• _The task_:
Your task is to return all the entries below exactly, with every picture omitted.

======

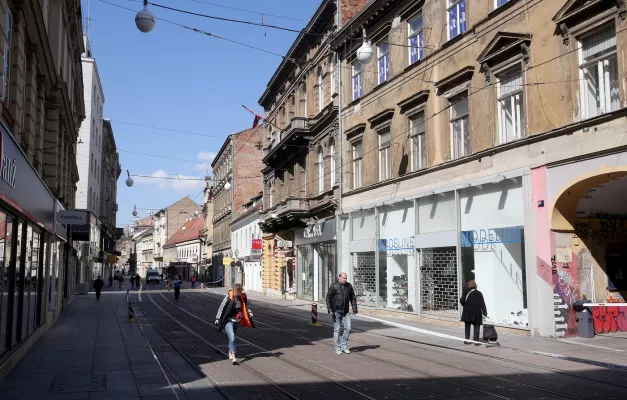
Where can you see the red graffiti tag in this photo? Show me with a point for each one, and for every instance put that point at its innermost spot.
(609, 319)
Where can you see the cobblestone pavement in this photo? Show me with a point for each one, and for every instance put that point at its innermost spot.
(94, 353)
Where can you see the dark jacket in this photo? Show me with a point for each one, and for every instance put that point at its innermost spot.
(98, 284)
(227, 311)
(339, 296)
(474, 306)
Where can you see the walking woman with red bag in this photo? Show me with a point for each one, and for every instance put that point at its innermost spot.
(232, 314)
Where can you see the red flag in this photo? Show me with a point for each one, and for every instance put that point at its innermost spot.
(257, 116)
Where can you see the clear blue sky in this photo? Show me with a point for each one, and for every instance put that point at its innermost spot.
(173, 78)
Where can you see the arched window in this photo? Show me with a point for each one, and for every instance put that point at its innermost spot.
(320, 171)
(332, 162)
(320, 89)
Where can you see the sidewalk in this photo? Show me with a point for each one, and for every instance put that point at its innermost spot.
(94, 353)
(607, 349)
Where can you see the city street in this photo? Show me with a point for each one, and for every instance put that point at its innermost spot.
(284, 357)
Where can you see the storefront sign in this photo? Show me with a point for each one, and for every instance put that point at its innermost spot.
(396, 246)
(72, 217)
(284, 243)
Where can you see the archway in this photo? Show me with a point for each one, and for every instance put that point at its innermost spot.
(589, 225)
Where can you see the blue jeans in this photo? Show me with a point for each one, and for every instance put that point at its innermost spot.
(231, 328)
(341, 320)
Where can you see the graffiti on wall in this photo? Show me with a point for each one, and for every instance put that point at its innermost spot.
(609, 319)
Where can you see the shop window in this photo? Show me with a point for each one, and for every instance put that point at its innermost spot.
(599, 72)
(439, 294)
(510, 105)
(415, 38)
(493, 248)
(460, 137)
(385, 155)
(364, 278)
(357, 164)
(4, 294)
(456, 18)
(383, 60)
(397, 271)
(418, 144)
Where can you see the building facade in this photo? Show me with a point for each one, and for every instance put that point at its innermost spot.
(484, 141)
(300, 161)
(42, 106)
(246, 241)
(239, 163)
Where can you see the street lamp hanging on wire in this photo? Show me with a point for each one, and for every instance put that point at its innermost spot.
(144, 19)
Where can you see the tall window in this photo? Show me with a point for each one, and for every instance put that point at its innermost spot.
(6, 68)
(357, 80)
(385, 155)
(332, 162)
(599, 72)
(456, 18)
(358, 164)
(320, 171)
(415, 38)
(460, 141)
(383, 60)
(418, 150)
(320, 89)
(511, 107)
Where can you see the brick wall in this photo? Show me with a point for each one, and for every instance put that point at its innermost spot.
(438, 282)
(248, 180)
(350, 8)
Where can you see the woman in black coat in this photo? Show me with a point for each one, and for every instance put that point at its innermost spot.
(474, 310)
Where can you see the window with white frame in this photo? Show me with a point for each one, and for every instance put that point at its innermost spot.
(357, 151)
(357, 78)
(320, 170)
(598, 71)
(385, 155)
(510, 105)
(6, 68)
(332, 162)
(456, 18)
(320, 89)
(460, 139)
(383, 60)
(418, 149)
(415, 38)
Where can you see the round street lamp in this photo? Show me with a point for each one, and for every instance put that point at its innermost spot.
(129, 180)
(364, 53)
(144, 19)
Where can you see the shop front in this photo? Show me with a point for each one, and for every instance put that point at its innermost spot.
(33, 260)
(416, 255)
(316, 261)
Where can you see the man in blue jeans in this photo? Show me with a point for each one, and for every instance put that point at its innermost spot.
(339, 296)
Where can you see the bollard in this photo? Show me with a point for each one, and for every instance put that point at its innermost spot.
(314, 315)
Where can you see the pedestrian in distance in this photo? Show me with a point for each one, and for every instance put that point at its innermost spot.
(177, 289)
(339, 296)
(98, 285)
(232, 314)
(474, 310)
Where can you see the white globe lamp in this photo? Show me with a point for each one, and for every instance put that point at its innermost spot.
(144, 19)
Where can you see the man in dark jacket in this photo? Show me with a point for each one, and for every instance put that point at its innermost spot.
(98, 284)
(339, 296)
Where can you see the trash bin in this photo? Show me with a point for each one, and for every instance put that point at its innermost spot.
(585, 322)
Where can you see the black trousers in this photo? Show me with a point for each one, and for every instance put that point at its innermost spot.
(475, 331)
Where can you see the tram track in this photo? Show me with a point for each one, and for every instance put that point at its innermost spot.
(421, 372)
(432, 360)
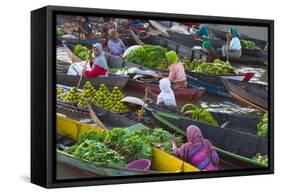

======

• _Task solution_:
Where can you see the red graffiti tag in this photo? Show me with a point for each one, and for every instance put that point at its innermost spot.
(609, 319)
Where can you see the cobblestone pavement in this photo? Show me with a point for each one, and for every instance put that point at its innermost spot.
(94, 353)
Where can you see the dark jacket in this photo? Show me with a point for each one, and for every instance put that point at its innermost spot.
(98, 284)
(227, 311)
(339, 296)
(474, 306)
Where can you see the walking woman with red bag in this photo? Show me with a point for each one, and for every instance put that point at its innermost spot.
(232, 314)
Where can you see the red flag in this photo? Show me with a point for each one, and for every instance put that point at its innermost spot.
(257, 116)
Where can you see the clear blue sky in this photo? Show me with a point for each one, and for every instance put that point at its innermost spot.
(173, 78)
Where can you see the arched window in this photo? Show me with a point for each one, and for every instance put that point at its innermost spot.
(320, 171)
(332, 162)
(320, 89)
Where can you see the sidewalk in this photo? Show me with a point for each one, and for every instance put that point at its innermost spot.
(94, 353)
(607, 349)
Where can you see the city street in this photo? Show me with a point for each one, and for every instance put that point at its innermost spot.
(284, 357)
Where can you see the storefront sign in this photo? Show me with a point for each one, and for every instance put that point at its innermost spot.
(396, 246)
(72, 217)
(284, 243)
Where can you see the archway in this photo? Show me with a point for each one, and for every instance put that point at its innermost spot.
(589, 225)
Where can you see the blue jeans in this photo? Show me with a point for each one, and for every instance put that point at its innermost spot.
(231, 328)
(341, 320)
Where can you see the graffiti on wall in this photo? Show me with a point for each one, and for every instance put that point at its innermost spot.
(609, 319)
Where can you see the shop window in this photo? Show me with a point for each one, and for every instance put that point at its innermost spot.
(599, 72)
(439, 294)
(510, 105)
(415, 38)
(493, 248)
(460, 137)
(385, 155)
(364, 278)
(357, 164)
(4, 294)
(456, 18)
(383, 60)
(397, 271)
(418, 144)
Where can you see the building facade in this photo? Show me with a point for each one, and for every instance put that point at its innermost spot.
(484, 141)
(300, 161)
(42, 106)
(246, 241)
(239, 163)
Where can you see the street lamp hanging on wire in this photo? Show me with a point for each one, and for every instance put that point at its innermost spot.
(144, 19)
Where can you see the tall window in this photo? Show me with a point for each one, and for every instance put that point at its innermost spot.
(6, 68)
(357, 80)
(385, 155)
(332, 162)
(599, 72)
(456, 18)
(358, 164)
(320, 171)
(415, 38)
(460, 141)
(383, 60)
(418, 150)
(320, 89)
(511, 107)
Where can you see the brick wall in this photo? Show me with a point for each one, and for every instance put that point at its innermost spot.
(438, 282)
(248, 180)
(350, 8)
Where can you see the woman in black coat in this photo? Show me with a point for each one, and for every instance put that point at its innermost spot.
(474, 310)
Where can you see the window with white frame in this photo? Show me with a point for each one, and for every instance put that point at its innermost spot.
(357, 151)
(357, 78)
(320, 170)
(598, 71)
(385, 155)
(510, 105)
(6, 68)
(332, 162)
(456, 18)
(320, 89)
(460, 139)
(383, 60)
(418, 149)
(415, 38)
Where can you see the round street lamp in this photo? Show me with a point for each one, and for every instance put that point at its innermost spot.
(129, 180)
(364, 53)
(144, 19)
Where can you see the shop front in this photo? Show me with a point for each one, and for every instance put that point at its innermost spot.
(33, 260)
(416, 255)
(316, 261)
Where can you see the man in blue jeans in this photo? Show me with a point for each one, and for every instance put that point at its innermost spot.
(339, 296)
Where can you see the bollard in this photo? Show me with a point for each one, and for every instance put that point at its innermost spot.
(314, 315)
Where can you see the pedestrian in distance in this photo? Show me with a point for each one, and for every instance put that point at its innermost spot.
(177, 289)
(339, 296)
(98, 285)
(232, 314)
(474, 310)
Where can you see the white globe lamp in this photo? Show me with a point for each one, and for every instance put that point at its innermost spot.
(144, 19)
Where can you see the man in dark jacket in this photo? Show me with a point for each one, and for every instance put that point at its innermost spot.
(98, 284)
(339, 296)
Where can you see the trash bin in this photo? Show me with a point for each one, and for every instance put that point at its innermost spot.
(585, 322)
Where can you see the black trousers in this photo? Show me with a point for each one, and for every instance put that point at its innermost spot.
(475, 331)
Where can you see the tram track in this photo? Show me with a point for each one, and for every instance put that point at its innermost spot.
(421, 372)
(432, 360)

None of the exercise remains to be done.